_Selected passage_
§ §
An electroencephalogram records the electrical impulses in the person’s brain, during wakefulness and sleep, to identify how often the person has seizures, even those types of seizures that may otherwise be difficult to notice. This careful monitoring helps the neurologists and neurophysiologists to confirm the diagnosis and tailor treatment for this complex set of conditions. 

The Epilepsy South Africa National Indaba 2024, presented by Epilepsy SA, will be held from 13h00 to 18h00 on Thursday, 15 February 2024, hosted by Netcare at its head office at 76 Maude Street, Sandton. Limited seating is available for this free, in-person event – tickets are available through Quicket.

Epilepsy facts

From musicians Lil Wayne and Sir Elton John to Roman emperor Julius Caesar, French emperor Napoleon Bonaparte and sports legend Jonty Rhodes – people with epilepsy have distinguished themselves in diverse fields.   

“There are different types of epilepsy and various types of seizures caused by abnormal electrical impulses in the brain that can present differently depending on the area of the brain affected,” says Dr Naidoo.
§ §
_Dataset content_
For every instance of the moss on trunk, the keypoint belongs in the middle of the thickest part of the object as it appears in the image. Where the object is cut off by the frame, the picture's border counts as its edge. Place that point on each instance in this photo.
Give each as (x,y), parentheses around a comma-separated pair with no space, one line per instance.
§ §
_Exercise instructions_
**1)** Where will the Epilepsy South Africa National Indaba 2024 be held, according to the epilepsy passage?
**2)** Write out the part of the epilepsy passage from "The Epilepsy South" up to and including "says Dr Naidoo.".

_Task responses_
**1)** At Netcare's head office at 76 Maude Street, Sandton.

**2)**
The Epilepsy South Africa National Indaba 2024, presented by Epilepsy SA, will be held from 13h00 to 18h00 on Thursday, 15 February 2024, hosted by Netcare at its head office at 76 Maude Street, Sandton. Limited seating is available for this free, in-person event – tickets are available through Quicket.

Epilepsy facts

From musicians Lil Wayne and Sir Elton John to Roman emperor Julius Caesar, French emperor Napoleon Bonaparte and sports legend Jonty Rhodes – people with epilepsy have distinguished themselves in diverse fields.   

“There are different types of epilepsy and various types of seizures caused by abnormal electrical impulses in the brain that can present differently depending on the area of the brain affected,” says Dr Naidoo.